_Directions_:
1 – In the cube store thread, roughly how many items will the first order contain?
2 – Resume the cube store thread after its last sentence.

_Extract to read_:
════════

For now my primary objective is to offer the best prices available. Most cube stores charge more than they have to. I can charge low enough prices to make a notable difference while still earning enough profit for it to be worthwhile.

I also have some interesting offers in mind. Some bulk packages with special deals, discount credits for returning customers, frequent coupon giveaways, free puzzle giveaways when stocking a new item, etc.

The inventory will be somewhat small to begin with but that is the case for any store. The first order will contain roughly 250 items in case you all are curious as to my upfront investment. I have a couple grand reserved for startup costs.

The site's revenue will all go completely towards inventory growth until we supply virtually every puzzle related item on the market. I want to expand to other areas of the world that are in need of a good puzzle store as well. That will take some time however. I'll need to save up enough money for the creation of separate store locations as well as finding business partners who I can trust. I would need to find someone who is responsible, honest, and reliable on a daily basis. No 12-year-old kids that just want a bunch of cubes shipped to their house in other words. This may turn out to be an unrealistic venture but I won't know for sure until I've given it a shot. There's nothing wrong with a challenge.



Goosly said:


> I really wonder what your plan is. There are a lot of great cubeshops in the US already, who stock all new cubes (instead of the 15 you proposed in your first post).
> 
> *Why would someone buy from you* instead of from the currently existing stores?



If you're in the US?

════════

_Stored data_:
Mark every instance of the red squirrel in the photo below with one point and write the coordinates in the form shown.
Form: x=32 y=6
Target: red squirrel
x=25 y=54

════════

_Final answers_:
1 – Roughly 250 items.

2 –
Because my prices will be better and you'll get special offers that may not be available elsewhere.

If you live outside of the US?

When/if I expand to other countries, they will buy because there will be very little if any good cube stores in their country.


----------



## shadowslice e (Dec 9, 2015)

Just out of interest, do you intend to live off the store in the long term or will you keep it as a supplement income rather than your main source?


----------



## KenBrace (Dec 9, 2015)

shadowslice e said:


> Just out of interest, do you intend to live off the store in the long term or will you keep it as a supplement income rather than your main source?



If the store grows to a level where I can live off the income then that would be great but I'm not counting on it. 

Even if it does become a top level store with hundreds of order per day then I still have other projects that I'm involved in. So it will never be my sole investment project/source of income. 

I thoroughly enjoy running businesses and investing my time & money into projects related to my interests (chess, cubing, forums, etc). So I will always have a multitude of projects requiring my attention regardless of how much money they make. I almost enjoy running a business more than I like the income it brings.

I operate on a polyphasic sleep cycle and only need 4 hours of sleep as a result. So I have more time on my hands than most people. Just thought I'd throw that in there in case you're wondering how I have the time for all of this lol.


----------



## Calamity Strike (Dec 9, 2015)

The YuXin timer might be a good item to stock as well, its a lot cheaper than the speedstacks one, and better from what i hear.


----------



## TanglongOnly (Dec 9, 2015)

Im getting an order for my Birthdayu from the cubicle, and I was wondering what Megaminx I should get; the Dayan with ridges or without? (Also black, white, or stickerless)


----------



## KenBrace (Dec 10, 2015)

Calamity Strike said:


> The YuXin timer might be a good item to stock as well, its a lot cheaper than the speedstacks one, and better from what i hear.



Good advise. I have the YuXin timer in stock so it's nice to hear the confirmation that it will likely be a popular product.



TanglongOnly said:


> Im getting an order for my Birthdayu from the cubicle, and I was wondering what Megaminx I should get; the Dayan with ridges or without? (Also black, white, or stickerless)



I prefer stickerless with ridges myself. I'd rather not have to replace megaminx stickers and I definitely prefer having ridges because it really helps my grip during the solve.


----------



## biscuit (Dec 10, 2015)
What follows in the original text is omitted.